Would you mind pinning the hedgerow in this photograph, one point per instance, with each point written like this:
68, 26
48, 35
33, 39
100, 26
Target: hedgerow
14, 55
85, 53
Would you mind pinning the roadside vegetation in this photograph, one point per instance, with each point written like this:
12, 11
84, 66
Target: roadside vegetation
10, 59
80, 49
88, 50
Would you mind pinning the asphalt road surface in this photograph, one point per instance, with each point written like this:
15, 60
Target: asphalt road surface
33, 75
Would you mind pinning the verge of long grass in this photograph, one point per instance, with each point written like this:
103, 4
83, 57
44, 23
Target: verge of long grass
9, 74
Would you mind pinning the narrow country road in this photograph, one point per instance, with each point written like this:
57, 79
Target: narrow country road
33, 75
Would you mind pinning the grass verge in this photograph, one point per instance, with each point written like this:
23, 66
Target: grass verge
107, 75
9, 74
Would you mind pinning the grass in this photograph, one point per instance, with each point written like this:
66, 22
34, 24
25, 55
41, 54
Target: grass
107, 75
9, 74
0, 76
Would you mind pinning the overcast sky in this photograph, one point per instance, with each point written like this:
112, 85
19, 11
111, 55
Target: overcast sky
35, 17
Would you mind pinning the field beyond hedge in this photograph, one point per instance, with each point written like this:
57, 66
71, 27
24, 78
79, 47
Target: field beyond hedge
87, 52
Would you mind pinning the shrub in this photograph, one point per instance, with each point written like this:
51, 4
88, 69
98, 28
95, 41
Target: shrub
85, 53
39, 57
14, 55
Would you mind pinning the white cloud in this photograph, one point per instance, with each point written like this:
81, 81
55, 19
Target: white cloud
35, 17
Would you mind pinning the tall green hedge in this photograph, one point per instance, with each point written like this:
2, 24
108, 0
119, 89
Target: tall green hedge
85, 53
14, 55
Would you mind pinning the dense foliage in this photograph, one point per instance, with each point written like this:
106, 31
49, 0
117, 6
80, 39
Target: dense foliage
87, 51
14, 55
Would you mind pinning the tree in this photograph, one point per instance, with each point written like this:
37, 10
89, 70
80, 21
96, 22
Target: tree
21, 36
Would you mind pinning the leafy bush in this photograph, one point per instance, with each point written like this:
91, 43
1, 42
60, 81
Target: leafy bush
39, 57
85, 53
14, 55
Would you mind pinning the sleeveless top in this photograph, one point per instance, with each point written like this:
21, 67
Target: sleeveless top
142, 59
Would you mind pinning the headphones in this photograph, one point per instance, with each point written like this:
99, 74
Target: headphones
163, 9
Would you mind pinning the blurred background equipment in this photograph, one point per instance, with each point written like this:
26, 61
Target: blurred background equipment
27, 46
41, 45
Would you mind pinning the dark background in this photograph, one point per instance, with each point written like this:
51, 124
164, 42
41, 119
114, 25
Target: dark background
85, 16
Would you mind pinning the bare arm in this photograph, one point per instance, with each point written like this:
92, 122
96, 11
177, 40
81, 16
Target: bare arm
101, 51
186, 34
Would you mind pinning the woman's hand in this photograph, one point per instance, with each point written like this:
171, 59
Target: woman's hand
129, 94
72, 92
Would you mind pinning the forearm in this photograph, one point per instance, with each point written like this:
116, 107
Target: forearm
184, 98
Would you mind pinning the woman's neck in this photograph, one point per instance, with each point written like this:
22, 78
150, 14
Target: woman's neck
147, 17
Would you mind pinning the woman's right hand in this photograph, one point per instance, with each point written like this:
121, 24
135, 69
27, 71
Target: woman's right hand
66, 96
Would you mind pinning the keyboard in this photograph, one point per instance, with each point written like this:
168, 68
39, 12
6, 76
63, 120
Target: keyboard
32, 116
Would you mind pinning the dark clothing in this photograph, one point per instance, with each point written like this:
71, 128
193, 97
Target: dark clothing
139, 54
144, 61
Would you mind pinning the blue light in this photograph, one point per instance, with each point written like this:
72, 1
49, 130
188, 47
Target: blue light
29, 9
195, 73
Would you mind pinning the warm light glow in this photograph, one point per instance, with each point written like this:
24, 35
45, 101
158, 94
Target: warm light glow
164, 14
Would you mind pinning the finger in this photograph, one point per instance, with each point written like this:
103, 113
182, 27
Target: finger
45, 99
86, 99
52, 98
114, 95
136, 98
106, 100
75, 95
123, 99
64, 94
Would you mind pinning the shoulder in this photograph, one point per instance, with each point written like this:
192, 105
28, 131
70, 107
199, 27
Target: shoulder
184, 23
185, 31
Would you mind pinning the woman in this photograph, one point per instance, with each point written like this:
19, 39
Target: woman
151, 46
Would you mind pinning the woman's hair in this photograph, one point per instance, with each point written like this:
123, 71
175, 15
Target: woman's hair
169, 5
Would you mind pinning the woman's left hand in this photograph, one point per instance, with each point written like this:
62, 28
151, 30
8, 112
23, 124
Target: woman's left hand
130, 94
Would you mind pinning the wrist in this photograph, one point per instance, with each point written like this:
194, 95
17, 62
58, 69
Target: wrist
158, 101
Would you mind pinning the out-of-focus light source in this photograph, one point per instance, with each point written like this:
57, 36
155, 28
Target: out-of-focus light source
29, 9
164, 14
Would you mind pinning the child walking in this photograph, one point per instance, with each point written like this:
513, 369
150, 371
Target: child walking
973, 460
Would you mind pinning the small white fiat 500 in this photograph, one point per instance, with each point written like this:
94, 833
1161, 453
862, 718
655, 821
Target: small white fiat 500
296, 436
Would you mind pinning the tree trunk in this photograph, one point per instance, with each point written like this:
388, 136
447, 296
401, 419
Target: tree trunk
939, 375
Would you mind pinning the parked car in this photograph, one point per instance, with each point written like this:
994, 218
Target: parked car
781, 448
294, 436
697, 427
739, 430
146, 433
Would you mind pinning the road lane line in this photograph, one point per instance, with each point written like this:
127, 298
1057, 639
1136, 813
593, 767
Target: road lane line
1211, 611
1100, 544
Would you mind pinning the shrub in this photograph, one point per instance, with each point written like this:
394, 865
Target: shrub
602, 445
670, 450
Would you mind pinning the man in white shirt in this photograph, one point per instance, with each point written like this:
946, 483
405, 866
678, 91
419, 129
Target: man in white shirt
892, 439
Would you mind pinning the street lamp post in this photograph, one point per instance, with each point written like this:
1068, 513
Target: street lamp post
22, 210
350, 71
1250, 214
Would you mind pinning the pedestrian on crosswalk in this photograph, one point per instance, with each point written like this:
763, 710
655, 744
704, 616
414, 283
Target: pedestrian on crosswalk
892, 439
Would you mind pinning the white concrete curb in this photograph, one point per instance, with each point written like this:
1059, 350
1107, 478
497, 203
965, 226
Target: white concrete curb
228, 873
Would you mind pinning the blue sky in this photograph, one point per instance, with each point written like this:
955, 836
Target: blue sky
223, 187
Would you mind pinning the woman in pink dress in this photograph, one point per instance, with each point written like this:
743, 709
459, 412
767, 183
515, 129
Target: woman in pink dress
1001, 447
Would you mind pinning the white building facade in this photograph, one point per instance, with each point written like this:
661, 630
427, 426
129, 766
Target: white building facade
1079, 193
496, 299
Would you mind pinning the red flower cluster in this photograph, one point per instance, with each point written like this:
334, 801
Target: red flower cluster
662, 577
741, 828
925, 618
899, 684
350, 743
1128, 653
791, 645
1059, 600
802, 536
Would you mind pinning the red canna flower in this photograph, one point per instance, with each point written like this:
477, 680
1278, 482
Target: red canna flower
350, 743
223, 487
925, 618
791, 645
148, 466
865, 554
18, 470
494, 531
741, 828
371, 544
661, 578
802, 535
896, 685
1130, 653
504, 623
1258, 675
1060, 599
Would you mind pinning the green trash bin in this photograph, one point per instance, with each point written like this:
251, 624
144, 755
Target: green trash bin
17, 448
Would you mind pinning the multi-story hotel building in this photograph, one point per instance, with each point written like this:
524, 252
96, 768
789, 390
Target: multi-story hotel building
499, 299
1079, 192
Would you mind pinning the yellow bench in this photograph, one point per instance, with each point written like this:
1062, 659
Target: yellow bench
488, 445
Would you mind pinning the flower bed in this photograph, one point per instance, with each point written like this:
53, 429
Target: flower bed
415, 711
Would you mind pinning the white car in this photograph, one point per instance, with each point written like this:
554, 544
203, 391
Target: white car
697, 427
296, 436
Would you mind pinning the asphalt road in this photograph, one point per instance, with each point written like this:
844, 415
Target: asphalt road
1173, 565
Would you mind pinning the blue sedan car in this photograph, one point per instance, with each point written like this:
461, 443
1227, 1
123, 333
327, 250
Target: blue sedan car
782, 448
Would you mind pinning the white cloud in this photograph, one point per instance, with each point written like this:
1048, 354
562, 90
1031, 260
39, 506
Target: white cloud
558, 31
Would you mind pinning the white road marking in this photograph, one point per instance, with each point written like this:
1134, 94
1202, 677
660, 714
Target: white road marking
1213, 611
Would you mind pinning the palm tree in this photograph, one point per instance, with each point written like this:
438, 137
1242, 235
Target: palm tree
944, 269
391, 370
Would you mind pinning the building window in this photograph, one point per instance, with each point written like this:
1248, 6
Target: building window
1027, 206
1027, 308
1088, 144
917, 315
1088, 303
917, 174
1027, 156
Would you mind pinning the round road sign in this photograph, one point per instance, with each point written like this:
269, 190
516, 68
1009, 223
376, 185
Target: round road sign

...

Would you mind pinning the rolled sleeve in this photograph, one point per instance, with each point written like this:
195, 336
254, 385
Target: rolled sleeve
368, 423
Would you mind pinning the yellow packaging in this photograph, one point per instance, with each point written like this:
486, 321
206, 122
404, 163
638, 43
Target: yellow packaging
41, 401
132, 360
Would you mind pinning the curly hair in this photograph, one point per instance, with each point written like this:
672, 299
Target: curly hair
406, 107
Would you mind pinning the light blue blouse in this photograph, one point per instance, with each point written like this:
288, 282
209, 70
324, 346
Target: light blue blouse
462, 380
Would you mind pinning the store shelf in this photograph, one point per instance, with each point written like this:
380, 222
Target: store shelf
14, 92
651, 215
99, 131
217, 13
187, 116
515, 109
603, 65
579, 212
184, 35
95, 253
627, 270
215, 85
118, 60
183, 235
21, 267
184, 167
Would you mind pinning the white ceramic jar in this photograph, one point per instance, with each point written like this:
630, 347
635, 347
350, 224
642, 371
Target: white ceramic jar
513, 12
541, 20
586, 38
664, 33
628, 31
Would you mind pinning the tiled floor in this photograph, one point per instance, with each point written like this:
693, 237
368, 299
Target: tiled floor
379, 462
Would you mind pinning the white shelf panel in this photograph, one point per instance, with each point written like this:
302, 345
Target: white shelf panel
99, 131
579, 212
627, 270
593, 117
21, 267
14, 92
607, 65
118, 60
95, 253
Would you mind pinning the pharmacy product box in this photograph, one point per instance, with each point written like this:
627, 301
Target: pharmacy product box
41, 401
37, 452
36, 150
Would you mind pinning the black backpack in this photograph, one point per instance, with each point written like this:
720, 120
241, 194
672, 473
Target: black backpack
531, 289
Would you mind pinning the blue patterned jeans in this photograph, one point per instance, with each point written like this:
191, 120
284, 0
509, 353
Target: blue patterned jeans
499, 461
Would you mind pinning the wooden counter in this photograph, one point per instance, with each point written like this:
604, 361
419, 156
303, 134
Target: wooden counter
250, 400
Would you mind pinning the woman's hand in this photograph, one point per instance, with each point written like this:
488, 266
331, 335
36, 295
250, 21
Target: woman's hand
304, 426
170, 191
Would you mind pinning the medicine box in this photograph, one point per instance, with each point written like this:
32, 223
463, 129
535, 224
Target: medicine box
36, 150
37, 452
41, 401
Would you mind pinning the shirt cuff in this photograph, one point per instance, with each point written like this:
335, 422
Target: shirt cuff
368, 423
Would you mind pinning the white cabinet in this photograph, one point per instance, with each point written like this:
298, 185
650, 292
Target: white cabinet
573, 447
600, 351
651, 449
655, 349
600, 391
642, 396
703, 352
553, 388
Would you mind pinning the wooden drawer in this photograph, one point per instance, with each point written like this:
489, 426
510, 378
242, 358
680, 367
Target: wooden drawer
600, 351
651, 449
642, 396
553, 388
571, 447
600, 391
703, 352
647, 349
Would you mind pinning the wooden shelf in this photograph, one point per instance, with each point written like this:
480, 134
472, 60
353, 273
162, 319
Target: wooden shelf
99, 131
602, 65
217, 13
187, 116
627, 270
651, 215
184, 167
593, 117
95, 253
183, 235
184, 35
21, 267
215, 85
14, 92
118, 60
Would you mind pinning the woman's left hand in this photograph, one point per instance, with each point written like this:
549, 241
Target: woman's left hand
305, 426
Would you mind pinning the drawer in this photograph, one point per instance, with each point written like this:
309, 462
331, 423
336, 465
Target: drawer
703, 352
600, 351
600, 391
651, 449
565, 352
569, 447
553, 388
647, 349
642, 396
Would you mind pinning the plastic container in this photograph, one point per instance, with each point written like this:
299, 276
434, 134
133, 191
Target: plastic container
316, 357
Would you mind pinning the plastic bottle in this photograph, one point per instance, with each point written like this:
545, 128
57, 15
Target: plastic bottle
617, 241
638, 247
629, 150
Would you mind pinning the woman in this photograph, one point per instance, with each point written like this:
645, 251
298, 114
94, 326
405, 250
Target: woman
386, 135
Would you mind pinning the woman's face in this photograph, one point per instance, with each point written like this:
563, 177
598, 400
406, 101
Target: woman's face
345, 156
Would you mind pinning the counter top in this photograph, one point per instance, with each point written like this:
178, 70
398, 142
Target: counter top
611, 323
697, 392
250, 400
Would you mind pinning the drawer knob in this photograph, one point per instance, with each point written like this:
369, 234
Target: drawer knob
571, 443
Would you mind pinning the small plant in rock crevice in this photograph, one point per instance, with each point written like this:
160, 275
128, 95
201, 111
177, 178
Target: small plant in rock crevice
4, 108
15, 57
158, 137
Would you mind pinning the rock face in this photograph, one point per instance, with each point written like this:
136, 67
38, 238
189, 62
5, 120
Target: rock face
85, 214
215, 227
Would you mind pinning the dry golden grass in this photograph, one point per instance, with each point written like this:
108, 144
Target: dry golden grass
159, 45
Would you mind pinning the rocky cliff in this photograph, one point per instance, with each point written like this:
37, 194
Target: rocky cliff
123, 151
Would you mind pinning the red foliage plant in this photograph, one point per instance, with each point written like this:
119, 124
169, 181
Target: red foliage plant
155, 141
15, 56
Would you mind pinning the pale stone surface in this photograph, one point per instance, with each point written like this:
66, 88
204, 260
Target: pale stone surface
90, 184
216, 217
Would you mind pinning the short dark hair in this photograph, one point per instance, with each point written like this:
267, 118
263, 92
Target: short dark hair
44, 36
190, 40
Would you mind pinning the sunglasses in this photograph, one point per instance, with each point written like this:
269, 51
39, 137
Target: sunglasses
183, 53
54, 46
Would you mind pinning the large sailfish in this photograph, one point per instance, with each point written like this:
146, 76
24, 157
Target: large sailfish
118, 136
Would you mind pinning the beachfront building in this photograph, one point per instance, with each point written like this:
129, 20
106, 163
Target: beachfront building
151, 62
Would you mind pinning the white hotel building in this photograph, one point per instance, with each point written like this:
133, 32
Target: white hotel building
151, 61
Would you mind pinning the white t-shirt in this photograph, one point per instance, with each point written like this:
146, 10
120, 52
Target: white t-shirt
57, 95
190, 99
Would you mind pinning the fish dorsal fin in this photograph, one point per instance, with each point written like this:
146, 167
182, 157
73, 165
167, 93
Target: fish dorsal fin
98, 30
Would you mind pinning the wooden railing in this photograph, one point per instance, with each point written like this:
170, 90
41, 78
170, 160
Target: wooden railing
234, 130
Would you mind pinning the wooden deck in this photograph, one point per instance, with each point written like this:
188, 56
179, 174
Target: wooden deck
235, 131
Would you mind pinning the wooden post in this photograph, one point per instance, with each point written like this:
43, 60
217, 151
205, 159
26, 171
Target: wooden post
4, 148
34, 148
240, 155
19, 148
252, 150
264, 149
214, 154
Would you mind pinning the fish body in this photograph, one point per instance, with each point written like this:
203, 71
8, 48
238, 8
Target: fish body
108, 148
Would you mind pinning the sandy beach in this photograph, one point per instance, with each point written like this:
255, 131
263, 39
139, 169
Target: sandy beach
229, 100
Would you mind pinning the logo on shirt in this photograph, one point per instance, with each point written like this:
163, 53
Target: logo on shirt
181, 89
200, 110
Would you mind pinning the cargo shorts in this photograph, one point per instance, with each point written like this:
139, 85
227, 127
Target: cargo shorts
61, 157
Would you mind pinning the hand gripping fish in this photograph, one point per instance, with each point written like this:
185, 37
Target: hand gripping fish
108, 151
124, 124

---

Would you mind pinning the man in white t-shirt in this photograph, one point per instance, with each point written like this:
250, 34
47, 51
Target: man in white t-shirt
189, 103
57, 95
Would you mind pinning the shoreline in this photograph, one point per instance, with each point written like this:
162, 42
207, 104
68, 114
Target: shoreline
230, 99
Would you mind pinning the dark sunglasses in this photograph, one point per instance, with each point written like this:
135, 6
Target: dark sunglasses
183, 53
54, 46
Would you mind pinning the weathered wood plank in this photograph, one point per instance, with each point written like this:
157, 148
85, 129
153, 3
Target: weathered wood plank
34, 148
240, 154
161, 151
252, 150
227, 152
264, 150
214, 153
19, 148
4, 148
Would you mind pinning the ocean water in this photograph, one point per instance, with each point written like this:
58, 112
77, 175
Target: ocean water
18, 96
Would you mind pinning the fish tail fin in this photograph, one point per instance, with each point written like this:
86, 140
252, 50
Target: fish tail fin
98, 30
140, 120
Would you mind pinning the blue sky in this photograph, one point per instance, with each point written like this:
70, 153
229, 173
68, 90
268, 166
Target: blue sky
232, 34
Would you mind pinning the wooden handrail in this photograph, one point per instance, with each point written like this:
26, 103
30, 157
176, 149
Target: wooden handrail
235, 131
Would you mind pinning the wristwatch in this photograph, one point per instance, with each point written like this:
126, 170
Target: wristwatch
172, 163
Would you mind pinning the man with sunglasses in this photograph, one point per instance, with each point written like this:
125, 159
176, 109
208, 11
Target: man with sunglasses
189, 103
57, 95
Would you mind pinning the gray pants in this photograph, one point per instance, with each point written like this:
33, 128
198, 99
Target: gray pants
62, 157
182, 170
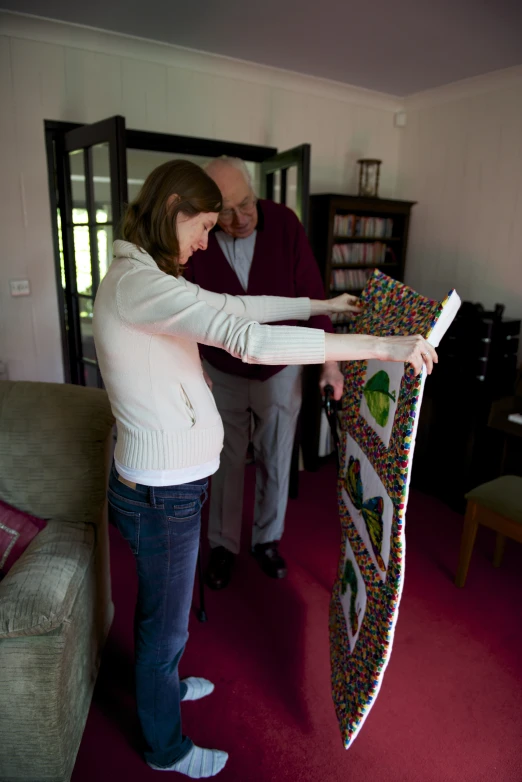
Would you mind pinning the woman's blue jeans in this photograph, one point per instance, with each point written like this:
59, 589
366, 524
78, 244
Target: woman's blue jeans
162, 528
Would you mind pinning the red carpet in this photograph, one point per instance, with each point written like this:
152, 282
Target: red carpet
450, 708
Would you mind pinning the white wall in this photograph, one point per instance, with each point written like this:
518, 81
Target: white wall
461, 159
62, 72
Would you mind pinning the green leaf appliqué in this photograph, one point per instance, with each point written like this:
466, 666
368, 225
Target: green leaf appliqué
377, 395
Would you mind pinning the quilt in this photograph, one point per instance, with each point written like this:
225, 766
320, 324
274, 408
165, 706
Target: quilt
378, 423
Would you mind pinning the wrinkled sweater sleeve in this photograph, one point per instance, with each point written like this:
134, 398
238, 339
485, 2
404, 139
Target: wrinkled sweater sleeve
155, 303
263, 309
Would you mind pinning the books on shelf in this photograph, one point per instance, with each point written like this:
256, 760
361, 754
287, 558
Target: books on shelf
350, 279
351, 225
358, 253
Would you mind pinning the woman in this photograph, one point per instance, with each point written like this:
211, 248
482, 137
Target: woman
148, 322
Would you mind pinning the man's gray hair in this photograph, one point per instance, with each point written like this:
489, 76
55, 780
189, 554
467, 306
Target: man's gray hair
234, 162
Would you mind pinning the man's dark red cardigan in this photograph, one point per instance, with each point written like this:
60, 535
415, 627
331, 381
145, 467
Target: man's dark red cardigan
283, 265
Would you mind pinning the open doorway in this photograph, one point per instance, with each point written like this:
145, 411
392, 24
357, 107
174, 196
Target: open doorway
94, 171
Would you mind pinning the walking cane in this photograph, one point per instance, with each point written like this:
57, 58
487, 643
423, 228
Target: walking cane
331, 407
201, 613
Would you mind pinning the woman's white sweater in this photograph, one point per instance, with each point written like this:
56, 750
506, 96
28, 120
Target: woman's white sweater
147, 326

HOW TO COMPLETE THIS TASK →
Each line with the word "sign" in the records above belongs in the result; copy all of them.

SOLUTION FOR THIS EXERCISE →
Would you mind pinning the round road sign in this photograph, one point per instance, with each point written like this:
Target: round road sign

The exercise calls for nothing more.